**AIM OF THE EXERCISE**
Down to the final line, return the records unchanged.

(INPUT)

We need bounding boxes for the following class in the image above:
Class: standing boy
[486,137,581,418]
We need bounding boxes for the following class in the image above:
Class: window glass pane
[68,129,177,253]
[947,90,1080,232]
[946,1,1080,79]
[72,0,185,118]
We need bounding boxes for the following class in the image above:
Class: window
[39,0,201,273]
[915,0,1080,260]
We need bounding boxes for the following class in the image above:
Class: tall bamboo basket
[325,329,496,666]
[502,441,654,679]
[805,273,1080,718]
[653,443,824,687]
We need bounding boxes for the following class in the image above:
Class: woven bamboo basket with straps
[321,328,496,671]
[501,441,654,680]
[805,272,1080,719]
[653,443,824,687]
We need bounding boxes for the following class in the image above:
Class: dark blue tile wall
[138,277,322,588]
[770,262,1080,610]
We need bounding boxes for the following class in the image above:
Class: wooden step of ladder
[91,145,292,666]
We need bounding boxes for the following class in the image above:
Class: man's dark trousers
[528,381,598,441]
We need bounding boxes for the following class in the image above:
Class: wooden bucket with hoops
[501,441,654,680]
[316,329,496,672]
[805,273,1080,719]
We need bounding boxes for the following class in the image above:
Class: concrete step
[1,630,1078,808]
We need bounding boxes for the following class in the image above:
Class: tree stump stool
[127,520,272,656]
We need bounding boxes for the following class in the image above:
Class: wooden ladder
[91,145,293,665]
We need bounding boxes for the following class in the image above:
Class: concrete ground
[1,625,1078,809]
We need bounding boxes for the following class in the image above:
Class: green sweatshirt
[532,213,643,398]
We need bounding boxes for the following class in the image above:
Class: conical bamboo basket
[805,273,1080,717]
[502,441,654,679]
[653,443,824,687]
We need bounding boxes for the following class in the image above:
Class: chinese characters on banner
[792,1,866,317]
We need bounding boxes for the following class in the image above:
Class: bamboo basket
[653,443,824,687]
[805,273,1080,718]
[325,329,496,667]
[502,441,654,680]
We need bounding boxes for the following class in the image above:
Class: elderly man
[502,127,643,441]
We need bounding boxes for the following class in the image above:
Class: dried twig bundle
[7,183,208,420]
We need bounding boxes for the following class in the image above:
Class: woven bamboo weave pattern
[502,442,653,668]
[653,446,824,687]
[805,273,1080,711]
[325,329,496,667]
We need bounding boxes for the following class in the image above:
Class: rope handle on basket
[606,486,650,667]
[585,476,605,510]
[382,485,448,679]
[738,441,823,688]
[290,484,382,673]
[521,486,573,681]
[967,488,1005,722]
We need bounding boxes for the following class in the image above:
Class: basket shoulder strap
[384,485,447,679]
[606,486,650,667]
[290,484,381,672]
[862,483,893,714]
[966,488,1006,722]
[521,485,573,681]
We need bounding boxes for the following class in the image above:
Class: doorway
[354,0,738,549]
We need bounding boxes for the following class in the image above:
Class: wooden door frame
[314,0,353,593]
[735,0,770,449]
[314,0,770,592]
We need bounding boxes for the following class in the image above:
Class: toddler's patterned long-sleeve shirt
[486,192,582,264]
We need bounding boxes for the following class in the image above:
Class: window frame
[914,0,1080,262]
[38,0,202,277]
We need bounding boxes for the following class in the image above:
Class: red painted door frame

(End INPUT)

**SOLUTION**
We need bounding boxes for the following class in the image above:
Class: standing boy
[486,137,581,418]
We need bounding boxes for the following class in the image above:
Class: window glass pane
[68,129,177,253]
[947,90,1080,232]
[946,1,1080,79]
[72,0,185,118]
We need bounding boxes for the following class in the image above:
Class: window
[39,0,201,273]
[915,0,1080,260]
We need bounding boxes for the following class in the image above:
Class: tall bamboo basket
[325,329,496,666]
[502,441,654,679]
[805,273,1080,718]
[653,443,824,687]
We need bounding boxes for the following class in the image above:
Class: woven bamboo basket with straps
[321,328,496,671]
[501,441,654,680]
[805,272,1080,719]
[653,443,824,687]
We need bounding boxes for the following class in the image above:
Class: dark blue tile wall
[138,277,322,588]
[770,262,1080,610]
We need bounding boxes for the following class in the image above:
Class: wooden step of ladder
[91,145,292,666]
We need bounding boxes for the following class in the image above:
Class: man's dark trousers
[528,381,598,441]
We need bounding boxes for the following class in the image above:
Class: wooden bucket with hoops
[501,441,654,680]
[316,329,496,672]
[805,273,1080,719]
We need bounding boxes for the following class in the image above:
Class: concrete step
[1,630,1078,808]
We need bounding boxes for the following class in the image above:
Class: tree stump stool
[127,520,272,656]
We need bounding boxes for the following class in the image above:
Class: wooden ladder
[91,145,293,665]
We need bounding boxes for the following class in the image above:
Class: concrete ground
[1,625,1078,809]
We need bounding boxes for the following class in the image above:
Class: green sweatshirt
[532,213,643,398]
We need bounding boxes for the following class in the image above:
Class: conical bamboo basket
[805,273,1080,717]
[502,441,654,679]
[653,443,824,687]
We need bounding boxes for the following class in the image above:
Class: chinese characters on banner
[792,1,866,317]
We need bounding boxes for the following class in the image above:
Class: bamboo basket
[653,443,824,687]
[805,273,1080,718]
[325,329,496,667]
[502,441,654,680]
We need bounding boxes for the following class in the image above:
Class: elderly man
[502,127,643,441]
We need bounding boxes for the following class in the image above:
Class: dried twig bundle
[7,183,208,420]
We need bounding boxes for the following class in the image above:
Class: woven bamboo weave pattern
[502,442,653,668]
[653,446,824,687]
[805,273,1080,711]
[325,329,496,667]
We need bounding boxes for the following class in the image above:
Class: rope handle on basket
[606,486,650,667]
[585,476,605,510]
[382,485,448,679]
[738,441,823,688]
[290,484,382,673]
[521,486,573,681]
[967,488,1005,722]
We need bounding boxes for the following class in the image above:
Class: basket shoulder strap
[384,485,447,679]
[606,486,650,667]
[290,484,381,672]
[862,483,893,714]
[966,488,1006,722]
[521,485,573,681]
We need bounding boxes for the following class in the image above:
Class: doorway
[354,0,738,549]
We need bounding boxes for the following class in the image above:
Class: wooden door frame
[314,0,353,593]
[735,0,770,449]
[314,0,770,592]
We need bounding boxes for the following class in the image above:
Class: toddler's patterned long-sleeve shirt
[486,192,582,264]
We need bounding boxes for the following class in the image above:
Class: window frame
[914,0,1080,262]
[38,0,202,277]
We need bounding boxes for the following class in the image above:
Class: red painted door frame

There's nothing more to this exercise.